EXERCISE GOAL >> Retype each entry below exactly as it stands.

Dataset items
========================
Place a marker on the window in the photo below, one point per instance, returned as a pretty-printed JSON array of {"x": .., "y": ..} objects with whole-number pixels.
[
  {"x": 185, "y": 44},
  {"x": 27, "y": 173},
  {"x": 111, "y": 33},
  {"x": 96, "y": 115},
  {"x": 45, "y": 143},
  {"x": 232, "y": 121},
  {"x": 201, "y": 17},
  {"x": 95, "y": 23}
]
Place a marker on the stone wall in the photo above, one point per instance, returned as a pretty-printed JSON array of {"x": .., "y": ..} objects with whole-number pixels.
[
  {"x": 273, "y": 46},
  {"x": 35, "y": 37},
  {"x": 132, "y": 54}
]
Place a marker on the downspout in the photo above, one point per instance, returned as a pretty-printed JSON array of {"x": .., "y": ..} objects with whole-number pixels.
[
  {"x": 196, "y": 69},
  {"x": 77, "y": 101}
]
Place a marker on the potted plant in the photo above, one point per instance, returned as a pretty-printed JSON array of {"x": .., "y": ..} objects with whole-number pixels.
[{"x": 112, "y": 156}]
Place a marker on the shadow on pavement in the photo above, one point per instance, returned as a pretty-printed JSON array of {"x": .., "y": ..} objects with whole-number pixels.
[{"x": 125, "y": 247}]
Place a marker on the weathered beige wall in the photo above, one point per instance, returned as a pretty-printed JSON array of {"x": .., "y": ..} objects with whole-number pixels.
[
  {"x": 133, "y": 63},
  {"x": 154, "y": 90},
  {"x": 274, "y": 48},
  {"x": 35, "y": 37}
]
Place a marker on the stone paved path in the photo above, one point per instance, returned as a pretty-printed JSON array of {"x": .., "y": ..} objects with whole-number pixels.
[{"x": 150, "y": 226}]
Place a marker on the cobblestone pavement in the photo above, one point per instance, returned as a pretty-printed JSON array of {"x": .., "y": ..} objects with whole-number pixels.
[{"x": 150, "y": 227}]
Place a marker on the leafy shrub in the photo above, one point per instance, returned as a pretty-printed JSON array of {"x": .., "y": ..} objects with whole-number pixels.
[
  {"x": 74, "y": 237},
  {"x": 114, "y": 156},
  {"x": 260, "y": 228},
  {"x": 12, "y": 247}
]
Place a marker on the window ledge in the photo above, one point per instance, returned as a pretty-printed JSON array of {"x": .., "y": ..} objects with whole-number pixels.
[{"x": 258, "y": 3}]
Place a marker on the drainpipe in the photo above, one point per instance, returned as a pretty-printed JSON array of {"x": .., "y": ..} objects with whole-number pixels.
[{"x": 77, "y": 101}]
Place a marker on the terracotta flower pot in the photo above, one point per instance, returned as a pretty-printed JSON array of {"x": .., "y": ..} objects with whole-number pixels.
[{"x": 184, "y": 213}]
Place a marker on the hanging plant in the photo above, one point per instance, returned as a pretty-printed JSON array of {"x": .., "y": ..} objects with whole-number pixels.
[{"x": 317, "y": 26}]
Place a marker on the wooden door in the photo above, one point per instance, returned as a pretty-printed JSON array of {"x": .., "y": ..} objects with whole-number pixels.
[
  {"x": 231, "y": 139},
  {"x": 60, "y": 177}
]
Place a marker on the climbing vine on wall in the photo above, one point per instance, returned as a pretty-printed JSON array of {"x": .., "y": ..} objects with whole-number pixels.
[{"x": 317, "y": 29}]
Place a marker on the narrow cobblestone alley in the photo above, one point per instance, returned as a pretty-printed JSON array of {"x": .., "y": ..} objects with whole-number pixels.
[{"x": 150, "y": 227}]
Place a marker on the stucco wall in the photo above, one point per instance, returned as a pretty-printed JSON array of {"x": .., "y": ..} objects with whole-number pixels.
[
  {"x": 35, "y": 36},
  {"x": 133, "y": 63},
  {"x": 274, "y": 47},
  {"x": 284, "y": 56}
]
========================
COMPLETE OUTPUT >>
Place a marker on the window in the photo below, one point per instance, returned as a pretty-printed JSON array of {"x": .., "y": ..} objects with whole-number pixels.
[
  {"x": 185, "y": 44},
  {"x": 27, "y": 173},
  {"x": 111, "y": 33},
  {"x": 96, "y": 115},
  {"x": 45, "y": 143},
  {"x": 232, "y": 121},
  {"x": 201, "y": 17},
  {"x": 95, "y": 23}
]
Place a marker on the stone wall in the photo above, one point per instance, returned as a pretty-printed JSON array of {"x": .., "y": ..} objects with whole-number pixels.
[
  {"x": 273, "y": 46},
  {"x": 35, "y": 37},
  {"x": 132, "y": 54}
]
Place a marker on the downspout in the photo above, one point per instance, returned as a pretty-printed JSON array of {"x": .., "y": ..} objects with whole-number pixels.
[
  {"x": 196, "y": 69},
  {"x": 77, "y": 101}
]
Place a marker on the potted plant in the photo above, one point per instance, returned as a pretty-printed JSON array of {"x": .., "y": ..} objects with whole-number pixels.
[{"x": 112, "y": 156}]
Place a marker on the shadow on pavement in the photo above, one point per instance, returned as a pretty-printed JSON array of {"x": .., "y": ..} objects with whole-number pixels.
[{"x": 125, "y": 247}]
Place a marker on the weathered beige wall in the photo above, one point per instance, returned as a pretty-printed JSON array of {"x": .., "y": ..} objects with whole-number pixels.
[
  {"x": 133, "y": 63},
  {"x": 154, "y": 90},
  {"x": 274, "y": 48},
  {"x": 35, "y": 37}
]
Place a marker on the stone paved path in the photo above, one point per instance, returned as a pretty-printed JSON array of {"x": .., "y": ..} objects with whole-number pixels.
[{"x": 150, "y": 226}]
Place a marker on the cobblestone pavement in the photo above, one point per instance, returned as a pretty-printed JSON array of {"x": .., "y": ..} objects with whole-number pixels.
[{"x": 150, "y": 227}]
Place a marker on the leafy shrub in the photo above, one point per instance, returned as a pretty-printed JSON array of {"x": .., "y": ..} objects with whole-number pixels.
[
  {"x": 74, "y": 237},
  {"x": 114, "y": 156},
  {"x": 260, "y": 228},
  {"x": 12, "y": 247}
]
Place a marker on the window ledge in the photo above, one point per instance, returned as a pretty-printed JSON array of {"x": .., "y": ..} objects with whole-number pixels.
[{"x": 258, "y": 3}]
Place a marker on the drainpipe in the photo above, one point per instance, returned as a pretty-printed JSON array of {"x": .., "y": ..} objects with whole-number pixels.
[{"x": 77, "y": 101}]
Place a marker on the terracotta flower pot in the photo above, one point per instance, returned as a pretty-printed JSON array of {"x": .., "y": ..} objects with whole-number pixels.
[{"x": 184, "y": 213}]
Place a marker on the hanging plant in the photo above, one point per instance, returned as a pretty-printed JSON array of {"x": .., "y": ..} objects with whole-number pixels.
[{"x": 317, "y": 26}]
Place a marker on the wooden door in the photo above, one point per instance, returned as a pretty-printed JSON array of {"x": .., "y": ..} objects with whole-number pixels.
[
  {"x": 231, "y": 139},
  {"x": 60, "y": 177}
]
Place a marker on the climbing vine on wall in the photo above, one point per instance, returned as a pretty-printed JSON array of {"x": .., "y": ..} objects with whole-number pixels.
[{"x": 317, "y": 29}]
Place a marker on the narrow cobblestone alley in the photo above, one point per instance, returned as a pretty-printed JSON array of {"x": .., "y": ..} objects with whole-number pixels.
[{"x": 150, "y": 227}]
Place a marker on the stucco wall in the photo above, one point per instance, returned as a pretty-printed JSON array of {"x": .., "y": ..} objects with whole-number pixels.
[
  {"x": 35, "y": 36},
  {"x": 133, "y": 63},
  {"x": 274, "y": 47},
  {"x": 284, "y": 56}
]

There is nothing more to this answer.